◆ Written task ◆
Can you carry on the forum thread about venomous snake training from the point where it stops?

◆ Extract to read ◆
# Venomous training



## ljkenny (Mar 5, 2007)

I have wanted to keep DWA species for quite some time now and I intend on doing so in the not too distant future. 

My only hold back is; I don't have enough experience in handling such animals to make me comfortable enough to own one.

I have quite a bit of experience with non-venomous species and would like to migrate to venomous.

I am not an idiot, nor a dreamer. I am a sensible, intelligent person and tend to learn very quickly.

If there is anyone who would care to share their knowledge with me on a one to one basis and show me the ropes of venomous snake keeping (more handling to be honest with you) I would be most appreciative if you could you PM me please.

NB: I know there is a course that runs in Bristol, but it is VERY expensive. 

Thank you for your time,
Lee


----------



## leptophis (May 24, 2007)

speak to tigersnake he is an excellent trainer


----------



## ljkenny (Mar 5, 2007)

I already have done - I would love for him to mentor me.

He suggested you, however.


----------



## leptophis (May 24, 2007)

really , I dont know why, I only keep corn snakes, i think hes just being modest


----------



## mark elliott (Feb 5, 2007)

hello pete are you around on sat afternoon by chance ?


----------



## mark elliott (Feb 5, 2007)

ljkenny said:


> I have wanted to keep DWA species for quite some time now and I intend on doing so in the not too distant future.
> 
> My only hold back is; I don't have enough experience in handling such animals to make me comfortable enough to own one.
> 
> ...


you could try siuk


----------



## Angi (Nov 12, 2005)

mark elliott said:


> you could try siuk


What? Siuk is giving mentoring? I thought he had only just started out recently??? Confused now.


----------



## SiUK (Feb 15, 2007)

no im not:lol2:


----------



## Angi (Nov 12, 2005)

No offence intended Si, but its probably best that you aren't just yet, it takes a lot of practice to be a competent and safe handler.


----------



## SiUK (Feb 15, 2007)

none taken at all  , I most certainly wouldnt be offering mentoring.


----------



## ljkenny (Mar 5, 2007)

leptophis said:


> really , I dont know why, I only keep corn snakes, i think hes just being modest


Hmmm! Yes, I've seen your "Corn Snakes". 



Angi said:


> What? Siuk is giving mentoring? I thought he had only just started out recently??? Confused now.


No, not at all! I know he's not been keeping hots that long.

Neither would he offer he mentoring, nor would I accept it from him.


----------



## leptophis (May 24, 2007)

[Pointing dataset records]
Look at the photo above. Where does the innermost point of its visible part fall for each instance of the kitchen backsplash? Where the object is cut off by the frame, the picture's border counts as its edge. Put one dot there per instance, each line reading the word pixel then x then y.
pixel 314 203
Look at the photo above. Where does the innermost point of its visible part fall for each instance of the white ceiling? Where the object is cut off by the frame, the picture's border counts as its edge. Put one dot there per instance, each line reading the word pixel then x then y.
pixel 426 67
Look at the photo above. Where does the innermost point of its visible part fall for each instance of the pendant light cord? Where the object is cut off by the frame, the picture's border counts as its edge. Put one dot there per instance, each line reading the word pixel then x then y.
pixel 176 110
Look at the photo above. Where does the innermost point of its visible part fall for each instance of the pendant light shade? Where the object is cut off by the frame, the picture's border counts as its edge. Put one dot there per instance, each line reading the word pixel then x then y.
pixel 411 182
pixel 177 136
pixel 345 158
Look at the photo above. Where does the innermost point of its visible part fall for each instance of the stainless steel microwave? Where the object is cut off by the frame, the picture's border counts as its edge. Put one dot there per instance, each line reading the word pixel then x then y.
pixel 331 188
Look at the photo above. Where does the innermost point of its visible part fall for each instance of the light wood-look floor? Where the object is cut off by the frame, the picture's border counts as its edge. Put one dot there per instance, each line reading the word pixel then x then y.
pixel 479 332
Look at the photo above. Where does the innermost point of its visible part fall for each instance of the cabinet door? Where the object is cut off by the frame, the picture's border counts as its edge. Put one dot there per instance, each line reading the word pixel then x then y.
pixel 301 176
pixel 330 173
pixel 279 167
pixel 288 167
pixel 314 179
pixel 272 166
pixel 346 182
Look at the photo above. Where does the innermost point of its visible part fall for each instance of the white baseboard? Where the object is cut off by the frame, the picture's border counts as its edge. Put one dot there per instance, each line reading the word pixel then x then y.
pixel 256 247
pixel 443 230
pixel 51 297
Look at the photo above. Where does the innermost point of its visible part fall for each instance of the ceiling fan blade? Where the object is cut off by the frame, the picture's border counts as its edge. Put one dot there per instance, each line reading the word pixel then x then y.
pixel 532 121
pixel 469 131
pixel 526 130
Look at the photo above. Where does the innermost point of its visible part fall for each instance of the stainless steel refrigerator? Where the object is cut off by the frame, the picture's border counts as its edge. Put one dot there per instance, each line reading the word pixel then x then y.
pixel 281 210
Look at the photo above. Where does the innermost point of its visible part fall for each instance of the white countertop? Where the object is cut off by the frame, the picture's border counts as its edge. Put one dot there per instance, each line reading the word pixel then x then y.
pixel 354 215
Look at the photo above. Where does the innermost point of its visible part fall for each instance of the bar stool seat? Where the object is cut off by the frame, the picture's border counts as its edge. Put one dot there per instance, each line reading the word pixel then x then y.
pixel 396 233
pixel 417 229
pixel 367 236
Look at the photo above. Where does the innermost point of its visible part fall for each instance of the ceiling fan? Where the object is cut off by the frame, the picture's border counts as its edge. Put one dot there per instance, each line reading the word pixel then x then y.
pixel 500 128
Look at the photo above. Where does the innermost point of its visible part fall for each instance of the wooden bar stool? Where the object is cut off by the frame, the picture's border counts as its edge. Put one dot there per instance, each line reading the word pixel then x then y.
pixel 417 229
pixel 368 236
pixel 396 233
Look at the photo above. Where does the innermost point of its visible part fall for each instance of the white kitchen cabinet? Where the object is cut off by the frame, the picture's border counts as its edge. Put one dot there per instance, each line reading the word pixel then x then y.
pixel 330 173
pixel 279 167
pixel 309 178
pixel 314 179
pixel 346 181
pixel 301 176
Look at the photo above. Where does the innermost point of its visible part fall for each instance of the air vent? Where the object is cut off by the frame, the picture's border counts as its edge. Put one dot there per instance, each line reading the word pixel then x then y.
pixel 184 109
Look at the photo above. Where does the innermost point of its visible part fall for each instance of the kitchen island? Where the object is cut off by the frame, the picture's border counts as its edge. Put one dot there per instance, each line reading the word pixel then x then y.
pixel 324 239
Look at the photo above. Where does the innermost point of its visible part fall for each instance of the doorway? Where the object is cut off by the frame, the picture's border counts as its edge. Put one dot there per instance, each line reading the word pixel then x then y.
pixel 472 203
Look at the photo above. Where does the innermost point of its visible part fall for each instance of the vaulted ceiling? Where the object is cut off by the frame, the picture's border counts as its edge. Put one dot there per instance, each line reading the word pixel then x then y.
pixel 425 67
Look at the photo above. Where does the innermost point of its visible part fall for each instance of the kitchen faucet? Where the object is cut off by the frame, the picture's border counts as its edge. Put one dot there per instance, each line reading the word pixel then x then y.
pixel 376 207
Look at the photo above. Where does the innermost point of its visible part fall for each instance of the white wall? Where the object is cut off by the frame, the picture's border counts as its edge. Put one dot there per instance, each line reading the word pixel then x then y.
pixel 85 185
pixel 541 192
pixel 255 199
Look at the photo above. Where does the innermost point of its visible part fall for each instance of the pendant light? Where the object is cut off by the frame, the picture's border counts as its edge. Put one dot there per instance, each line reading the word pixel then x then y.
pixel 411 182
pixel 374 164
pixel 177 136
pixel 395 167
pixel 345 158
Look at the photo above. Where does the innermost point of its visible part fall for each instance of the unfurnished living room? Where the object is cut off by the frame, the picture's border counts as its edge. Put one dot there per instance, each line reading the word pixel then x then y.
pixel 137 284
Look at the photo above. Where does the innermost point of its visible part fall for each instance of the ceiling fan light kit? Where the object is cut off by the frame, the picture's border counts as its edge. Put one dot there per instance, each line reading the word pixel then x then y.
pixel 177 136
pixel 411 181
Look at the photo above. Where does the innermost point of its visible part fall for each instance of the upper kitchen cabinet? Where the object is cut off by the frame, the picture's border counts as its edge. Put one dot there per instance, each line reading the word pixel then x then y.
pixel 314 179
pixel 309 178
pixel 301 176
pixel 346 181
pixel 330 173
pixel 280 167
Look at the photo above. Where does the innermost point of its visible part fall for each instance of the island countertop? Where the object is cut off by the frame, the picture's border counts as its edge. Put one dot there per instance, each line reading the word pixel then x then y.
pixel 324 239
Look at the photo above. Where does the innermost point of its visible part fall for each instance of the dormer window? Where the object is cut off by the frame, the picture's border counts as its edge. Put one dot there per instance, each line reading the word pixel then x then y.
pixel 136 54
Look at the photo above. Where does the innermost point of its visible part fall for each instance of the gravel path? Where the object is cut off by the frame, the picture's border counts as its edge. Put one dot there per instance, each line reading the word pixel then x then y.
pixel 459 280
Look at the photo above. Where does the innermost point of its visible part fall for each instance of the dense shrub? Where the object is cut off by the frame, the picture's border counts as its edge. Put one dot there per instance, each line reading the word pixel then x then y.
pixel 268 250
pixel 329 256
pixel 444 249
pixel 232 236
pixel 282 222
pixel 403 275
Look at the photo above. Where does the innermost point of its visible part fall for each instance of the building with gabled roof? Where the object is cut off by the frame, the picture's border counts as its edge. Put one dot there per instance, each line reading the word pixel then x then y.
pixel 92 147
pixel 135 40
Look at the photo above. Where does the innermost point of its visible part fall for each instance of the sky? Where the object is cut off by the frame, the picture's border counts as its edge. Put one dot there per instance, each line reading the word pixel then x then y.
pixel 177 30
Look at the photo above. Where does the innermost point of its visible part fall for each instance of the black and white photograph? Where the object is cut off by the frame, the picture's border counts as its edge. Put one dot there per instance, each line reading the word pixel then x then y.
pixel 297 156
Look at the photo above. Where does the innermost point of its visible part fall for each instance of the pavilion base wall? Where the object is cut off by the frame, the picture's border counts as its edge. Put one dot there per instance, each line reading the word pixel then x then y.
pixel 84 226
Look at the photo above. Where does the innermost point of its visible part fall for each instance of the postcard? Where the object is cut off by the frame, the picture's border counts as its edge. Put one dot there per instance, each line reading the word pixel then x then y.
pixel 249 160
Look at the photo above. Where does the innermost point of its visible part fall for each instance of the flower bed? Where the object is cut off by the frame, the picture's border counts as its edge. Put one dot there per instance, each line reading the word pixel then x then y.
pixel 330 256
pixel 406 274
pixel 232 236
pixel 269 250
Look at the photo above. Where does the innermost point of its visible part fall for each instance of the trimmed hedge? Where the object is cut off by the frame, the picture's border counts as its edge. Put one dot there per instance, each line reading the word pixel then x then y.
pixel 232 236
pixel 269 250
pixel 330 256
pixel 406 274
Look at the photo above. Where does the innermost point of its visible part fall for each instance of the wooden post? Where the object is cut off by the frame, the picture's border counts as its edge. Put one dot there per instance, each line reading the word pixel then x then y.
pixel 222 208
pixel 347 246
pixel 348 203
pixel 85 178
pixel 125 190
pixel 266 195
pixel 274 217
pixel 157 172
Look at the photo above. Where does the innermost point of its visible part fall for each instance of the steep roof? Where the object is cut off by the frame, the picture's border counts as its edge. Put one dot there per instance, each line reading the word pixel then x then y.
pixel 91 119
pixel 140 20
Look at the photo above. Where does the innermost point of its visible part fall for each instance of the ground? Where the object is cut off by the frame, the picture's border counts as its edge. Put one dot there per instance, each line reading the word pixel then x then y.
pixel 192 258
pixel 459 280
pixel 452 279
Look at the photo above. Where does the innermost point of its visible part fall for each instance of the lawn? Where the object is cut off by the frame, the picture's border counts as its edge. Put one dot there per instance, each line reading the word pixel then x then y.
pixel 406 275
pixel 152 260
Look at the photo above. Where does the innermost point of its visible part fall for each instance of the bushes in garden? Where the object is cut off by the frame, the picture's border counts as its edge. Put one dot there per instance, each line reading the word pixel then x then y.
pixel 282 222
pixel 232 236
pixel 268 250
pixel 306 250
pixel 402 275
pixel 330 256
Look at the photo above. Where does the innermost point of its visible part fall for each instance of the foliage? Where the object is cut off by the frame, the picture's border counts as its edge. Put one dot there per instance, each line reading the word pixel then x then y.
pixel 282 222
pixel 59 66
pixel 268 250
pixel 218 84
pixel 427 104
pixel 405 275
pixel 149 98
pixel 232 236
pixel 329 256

◆ Result below ◆
ok poop my secrets out then, send me a pm, i have a couple of people coming staurday for training, if you want to join us, but you would need to take a test for part of our criteria for h & s if you ask mark everyone has to do it, I can however email it to you


----------



## ljkenny (Mar 5, 2007)

Thanks Pete.

I've sent you a PM.


----------



## mark elliott (Feb 5, 2007)

ljkenny said:


> Thanks Pete.
> 
> I've sent you a PM.


good luck with the exams


----------



## vikki_john (Jul 16, 2007)

What is this venomous training thing at Bristol. What does it involve ?


----------



## ljkenny (Mar 5, 2007)

mark elliott said:


> good luck with the exams


Cheers Mark.

I'm going to try and finish the final one tomorrow.

I'll let you know how I get on.


----------



## 400runner (May 15, 2006)

96% to beat :no1:


----------



## ljkenny (Mar 5, 2007)

Oh, you're in on it aswell?

Quite the following.

Are you currently being trained by Pete then?


----------



## vikki_john (Jul 16, 2007)

What does this venomous training involve ?


----------



## leptophis (May 24, 2007)

training in venomous,


----------



## ljkenny (Mar 5, 2007)

Pete, while you're about, would you mind replying to my email? : victory:


----------



## Declan123 (Dec 29, 2007)

leptophis said:


> training in venomous,


ROFL, one of the best replies ive heard in a long time :2thumb:


----------



## ljkenny (Mar 5, 2007)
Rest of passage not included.